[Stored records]
_ _ _ _

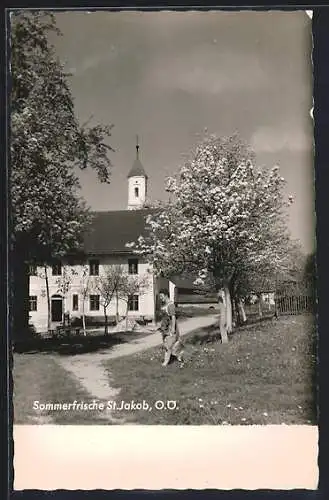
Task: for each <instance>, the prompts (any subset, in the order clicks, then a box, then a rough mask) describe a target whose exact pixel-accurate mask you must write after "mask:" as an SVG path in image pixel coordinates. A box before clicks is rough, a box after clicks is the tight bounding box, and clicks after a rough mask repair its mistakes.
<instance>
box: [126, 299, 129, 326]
mask: <svg viewBox="0 0 329 500" xmlns="http://www.w3.org/2000/svg"><path fill="white" fill-rule="evenodd" d="M128 311H129V304H128V302H127V308H126V330H127V331H128Z"/></svg>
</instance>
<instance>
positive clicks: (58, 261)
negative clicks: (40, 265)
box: [52, 261, 62, 276]
mask: <svg viewBox="0 0 329 500" xmlns="http://www.w3.org/2000/svg"><path fill="white" fill-rule="evenodd" d="M61 274H62V263H61V262H60V261H57V262H54V263H53V265H52V275H53V276H61Z"/></svg>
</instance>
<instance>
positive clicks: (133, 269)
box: [128, 259, 138, 274]
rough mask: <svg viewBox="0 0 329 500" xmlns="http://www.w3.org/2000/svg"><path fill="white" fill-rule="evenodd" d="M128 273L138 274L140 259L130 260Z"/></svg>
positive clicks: (128, 259) (128, 264)
mask: <svg viewBox="0 0 329 500" xmlns="http://www.w3.org/2000/svg"><path fill="white" fill-rule="evenodd" d="M128 273H129V274H138V259H128Z"/></svg>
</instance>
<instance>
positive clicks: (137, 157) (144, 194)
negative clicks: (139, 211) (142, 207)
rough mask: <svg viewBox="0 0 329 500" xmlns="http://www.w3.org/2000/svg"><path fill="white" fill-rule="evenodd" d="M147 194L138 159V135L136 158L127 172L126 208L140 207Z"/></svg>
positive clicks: (136, 148) (130, 208)
mask: <svg viewBox="0 0 329 500" xmlns="http://www.w3.org/2000/svg"><path fill="white" fill-rule="evenodd" d="M146 195H147V175H146V173H145V170H144V167H143V165H142V164H141V161H140V159H139V144H138V136H137V141H136V159H135V161H134V163H133V166H132V167H131V169H130V172H129V174H128V210H135V209H138V208H142V207H143V205H144V203H145V201H146Z"/></svg>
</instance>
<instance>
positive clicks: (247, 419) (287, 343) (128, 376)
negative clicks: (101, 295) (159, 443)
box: [106, 315, 316, 425]
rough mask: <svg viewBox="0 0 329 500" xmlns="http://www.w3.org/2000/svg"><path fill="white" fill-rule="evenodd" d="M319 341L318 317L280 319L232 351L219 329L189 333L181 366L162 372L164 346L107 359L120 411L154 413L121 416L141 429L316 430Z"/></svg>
mask: <svg viewBox="0 0 329 500" xmlns="http://www.w3.org/2000/svg"><path fill="white" fill-rule="evenodd" d="M315 339H316V331H315V324H314V318H313V317H312V316H306V315H305V316H291V317H281V318H280V319H279V320H277V321H276V320H273V321H264V322H262V323H258V324H254V325H250V326H248V327H245V328H241V329H239V330H237V331H236V332H235V333H234V335H232V336H231V338H230V339H229V343H228V344H227V345H223V344H221V343H220V341H219V339H218V332H217V331H216V330H215V329H213V328H207V329H203V330H200V331H198V332H193V334H190V335H187V336H186V337H184V343H185V351H186V356H185V357H186V363H185V366H184V367H183V368H180V366H179V364H178V363H177V362H174V363H172V364H170V365H169V366H168V367H166V368H164V367H162V366H161V361H162V356H163V353H162V350H161V348H155V349H150V350H147V351H144V352H142V353H139V354H135V355H133V356H129V357H125V358H118V359H114V360H111V361H108V362H107V363H106V367H107V368H108V369H109V370H110V371H111V374H112V377H113V378H114V380H113V378H112V380H111V385H114V386H116V387H118V388H121V393H120V395H119V397H118V399H117V405H118V406H119V408H120V406H121V400H122V401H125V402H128V403H129V402H131V401H134V402H139V403H142V402H143V401H145V403H147V404H148V405H149V408H151V409H149V408H147V409H146V410H145V409H144V410H143V409H132V410H129V411H128V410H127V411H126V410H121V411H119V410H118V411H116V413H120V417H121V416H124V417H125V418H126V419H127V423H129V422H132V423H140V424H182V425H199V424H209V425H214V424H215V425H217V424H234V425H235V424H240V425H244V424H283V423H284V424H316V410H315V369H316V356H315V354H314V349H315V347H314V346H315ZM156 401H160V402H163V403H164V405H166V404H167V403H166V402H167V401H174V402H176V409H169V408H165V409H161V406H162V403H158V407H159V408H158V409H156V408H155V402H156ZM172 405H173V404H172ZM144 407H146V404H144Z"/></svg>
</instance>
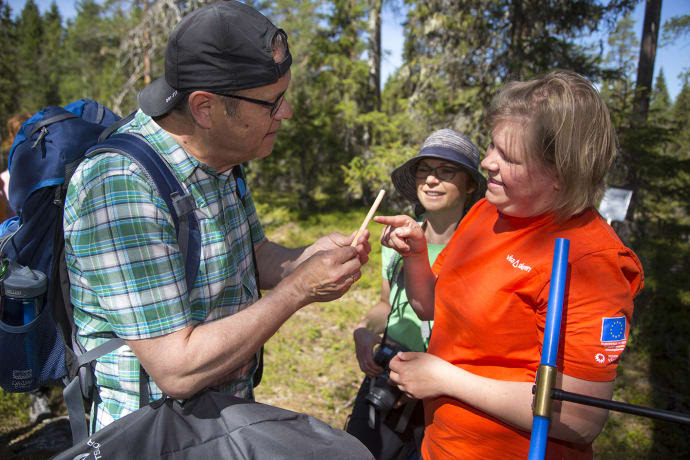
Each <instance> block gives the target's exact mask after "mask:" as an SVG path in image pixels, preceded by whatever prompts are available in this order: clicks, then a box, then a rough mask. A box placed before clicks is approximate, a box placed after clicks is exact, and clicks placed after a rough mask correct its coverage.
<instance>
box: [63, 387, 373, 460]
mask: <svg viewBox="0 0 690 460" xmlns="http://www.w3.org/2000/svg"><path fill="white" fill-rule="evenodd" d="M99 458H100V459H108V460H120V459H121V460H133V459H156V458H161V459H169V460H173V459H195V460H196V459H205V458H214V459H216V458H217V459H288V458H289V459H315V460H316V459H318V460H322V459H328V460H340V459H343V460H344V459H352V460H360V459H373V458H374V457H373V456H372V455H371V453H370V452H369V450H367V448H366V447H364V445H362V443H360V442H359V441H358V440H357V439H356V438H354V437H353V436H351V435H349V434H347V433H345V432H344V431H341V430H337V429H335V428H332V427H330V426H329V425H327V424H325V423H324V422H322V421H320V420H318V419H316V418H314V417H311V416H308V415H305V414H300V413H297V412H292V411H289V410H285V409H281V408H278V407H273V406H269V405H266V404H260V403H256V402H251V401H247V400H244V399H239V398H235V397H233V396H230V395H227V394H225V393H219V392H215V391H204V392H203V393H200V394H199V395H197V396H195V397H193V398H191V399H189V400H187V401H185V402H183V403H180V402H178V401H176V400H174V399H171V398H167V399H161V400H158V401H154V402H153V403H151V404H149V405H148V406H145V407H143V408H141V409H139V410H137V411H136V412H133V413H131V414H129V415H127V416H125V417H122V418H120V419H119V420H116V421H115V422H113V423H111V424H110V425H108V426H106V427H104V428H103V429H101V430H99V431H97V432H96V433H95V434H94V435H93V436H91V437H90V438H89V439H88V440H86V441H84V442H83V443H79V444H78V445H76V446H73V447H72V448H70V449H69V450H67V451H65V452H62V453H61V454H58V455H57V456H56V457H54V459H55V460H75V459H79V460H83V459H99Z"/></svg>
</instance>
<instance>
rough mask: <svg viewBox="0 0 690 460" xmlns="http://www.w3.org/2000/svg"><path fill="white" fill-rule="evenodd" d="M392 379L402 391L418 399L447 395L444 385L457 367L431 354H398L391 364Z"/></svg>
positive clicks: (391, 374)
mask: <svg viewBox="0 0 690 460" xmlns="http://www.w3.org/2000/svg"><path fill="white" fill-rule="evenodd" d="M390 368H391V372H390V379H391V381H392V382H393V383H395V384H396V385H398V388H400V390H401V391H403V392H404V393H405V394H407V395H408V396H411V397H413V398H417V399H425V398H435V397H437V396H441V395H444V394H446V391H445V389H444V387H443V383H444V382H446V381H447V379H449V378H451V376H452V373H453V371H454V370H455V366H453V365H452V364H450V363H448V362H446V361H444V360H442V359H441V358H439V357H438V356H434V355H431V354H429V353H417V352H405V353H398V354H397V355H396V356H394V357H393V359H391V362H390ZM451 380H452V379H451Z"/></svg>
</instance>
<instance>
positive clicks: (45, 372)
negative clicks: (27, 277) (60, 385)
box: [0, 306, 67, 393]
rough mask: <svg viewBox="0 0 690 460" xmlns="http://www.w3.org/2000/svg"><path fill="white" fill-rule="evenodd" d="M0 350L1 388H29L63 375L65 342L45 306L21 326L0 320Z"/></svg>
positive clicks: (10, 389)
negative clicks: (32, 316) (30, 318)
mask: <svg viewBox="0 0 690 460" xmlns="http://www.w3.org/2000/svg"><path fill="white" fill-rule="evenodd" d="M0 350H1V351H0V386H1V387H2V388H3V389H4V390H5V391H8V392H11V393H21V392H25V391H31V390H33V389H36V388H38V387H39V386H41V385H43V384H45V383H49V382H53V381H55V380H58V379H60V378H62V377H64V376H65V375H66V374H67V370H66V368H65V344H64V342H63V341H62V337H61V336H60V333H59V332H58V330H57V327H56V325H55V322H54V321H53V317H52V315H51V314H50V308H49V307H47V306H46V307H45V308H43V311H41V313H40V314H39V315H38V316H37V317H36V319H34V320H33V321H32V322H30V323H28V324H25V325H23V326H10V325H9V324H5V323H4V322H2V321H0Z"/></svg>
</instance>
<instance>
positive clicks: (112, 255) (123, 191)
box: [64, 111, 265, 431]
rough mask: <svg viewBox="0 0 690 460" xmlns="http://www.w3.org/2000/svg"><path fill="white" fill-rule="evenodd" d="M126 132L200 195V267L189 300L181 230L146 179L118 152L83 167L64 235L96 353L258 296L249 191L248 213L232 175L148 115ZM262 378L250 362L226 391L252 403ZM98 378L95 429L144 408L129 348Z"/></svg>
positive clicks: (151, 335)
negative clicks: (236, 191)
mask: <svg viewBox="0 0 690 460" xmlns="http://www.w3.org/2000/svg"><path fill="white" fill-rule="evenodd" d="M119 131H120V132H122V131H127V132H134V133H139V134H141V135H143V136H144V137H145V138H146V140H147V141H148V142H149V143H150V144H151V146H152V147H153V148H154V150H156V151H157V152H158V153H160V155H161V156H162V157H163V158H164V159H165V161H167V163H168V164H169V165H170V166H171V168H172V170H173V171H174V172H175V174H176V175H177V177H178V178H179V180H180V181H181V182H182V183H183V184H184V187H185V188H186V189H187V191H188V192H189V193H191V194H192V196H193V197H194V200H195V201H196V206H197V210H196V214H197V216H198V218H199V224H200V227H201V261H200V265H199V273H198V275H197V278H196V281H195V282H194V287H193V288H192V289H191V292H189V293H187V288H186V284H185V274H184V264H183V261H182V256H181V255H180V252H179V247H178V244H177V238H176V236H175V227H174V225H173V222H172V219H171V217H170V213H169V212H168V208H167V206H166V204H165V202H164V201H163V199H162V198H161V197H160V196H159V195H158V193H157V192H156V191H155V190H154V189H153V188H152V185H151V184H150V183H149V181H148V180H147V178H146V176H145V173H144V172H143V171H142V170H140V168H139V167H138V166H137V165H136V163H133V162H132V161H131V160H129V159H128V158H127V157H125V156H123V155H120V154H117V153H104V154H100V155H97V156H96V157H95V158H90V159H86V160H84V161H83V162H82V163H81V165H79V168H78V169H77V171H76V172H75V173H74V176H73V177H72V180H71V182H70V185H69V188H68V190H67V198H66V200H65V219H64V227H65V258H66V261H67V269H68V271H69V277H70V283H71V298H72V303H73V305H74V308H75V309H74V320H75V324H76V326H77V328H78V340H79V341H80V342H81V343H82V344H83V345H84V346H85V347H86V349H87V350H90V349H92V348H95V347H96V346H98V345H100V344H101V343H104V342H105V341H107V340H108V339H109V338H111V337H112V336H113V334H116V335H117V336H119V337H122V338H124V339H125V340H136V339H145V338H152V337H158V336H161V335H165V334H170V333H171V332H175V331H178V330H181V329H184V328H185V327H188V326H190V325H194V324H199V323H201V322H206V321H213V320H216V319H219V318H223V317H226V316H229V315H232V314H234V313H236V312H238V311H240V310H242V309H244V308H246V307H248V306H249V305H251V304H252V303H253V302H255V301H256V300H257V298H258V290H257V285H256V279H255V276H254V268H253V262H252V243H251V239H253V241H254V244H257V243H259V242H260V241H262V240H263V239H264V238H265V237H264V233H263V229H262V228H261V224H260V223H259V220H258V218H257V215H256V209H255V207H254V202H253V201H252V198H251V195H250V194H249V190H247V195H246V198H245V205H243V204H242V201H240V200H239V198H238V197H237V194H236V187H237V185H236V183H235V179H234V177H233V175H232V172H231V171H227V172H225V173H223V174H217V173H216V172H215V171H214V170H213V168H210V167H208V166H206V165H204V164H202V163H200V162H199V161H197V160H196V159H194V158H193V157H192V156H190V155H189V154H188V153H187V152H186V151H185V150H184V149H183V148H182V147H181V146H180V145H179V144H177V143H176V142H175V141H174V140H173V138H172V137H170V136H169V135H168V134H167V133H166V132H165V131H164V130H163V129H161V128H160V127H159V126H158V125H157V124H156V123H155V122H154V121H153V120H152V119H151V118H150V117H149V116H147V115H145V114H144V113H143V112H141V111H139V112H137V114H136V117H135V118H134V120H132V121H131V122H130V123H128V124H127V125H125V126H123V127H122V128H121V129H120V130H119ZM250 226H251V231H250ZM255 370H256V360H255V359H251V360H250V361H249V362H247V363H246V364H245V365H243V366H241V368H239V369H237V370H236V371H235V372H234V375H232V381H231V383H229V384H227V385H224V386H223V387H222V388H221V389H222V390H223V391H228V392H230V393H232V394H234V395H236V396H239V397H243V398H248V399H252V398H253V391H252V375H253V373H254V371H255ZM96 379H97V390H98V397H97V398H95V404H94V407H93V408H92V429H93V430H94V431H95V430H98V429H100V428H102V427H103V426H105V425H107V424H109V423H110V422H112V421H114V420H116V419H118V418H120V417H122V416H124V415H127V414H128V413H130V412H132V411H135V410H136V409H138V408H139V361H138V360H137V359H136V357H135V356H134V354H133V353H132V351H131V349H130V348H129V347H127V346H124V347H121V348H119V349H118V350H115V351H114V352H112V353H109V354H107V355H105V356H103V357H102V358H100V359H99V360H98V361H97V364H96ZM149 390H150V393H151V399H152V400H153V399H156V398H159V397H160V396H161V391H160V389H159V388H158V387H157V386H156V385H155V383H153V381H151V382H150V384H149ZM99 399H100V402H99V401H98V400H99ZM96 404H97V407H96ZM94 411H95V414H94Z"/></svg>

_ _ _ _

= What the task requires =
Pull out each line of the listing that contains the string "image", matching case exactly.

= Answer section =
Task: for each <instance>, the prompts (any subset, in the order clicks, then a box, then a rough mask) describe a target whose exact pixel-accurate mask you must write after "mask:" as an SVG path in image pixel coordinates. A box before clicks is rough, a box after clicks is the tight bounding box, and clicks after a rough mask repair its mistakes.
Each <instance> block gives the target's exact mask after "mask:" as an SVG path in image pixels, preceded by whatever prompts are available in this order: clicks, then a box, then a rough mask. A box placed before clicks is approximate, a box placed after clicks is exact, and clicks placed after a rough mask correct its coverage.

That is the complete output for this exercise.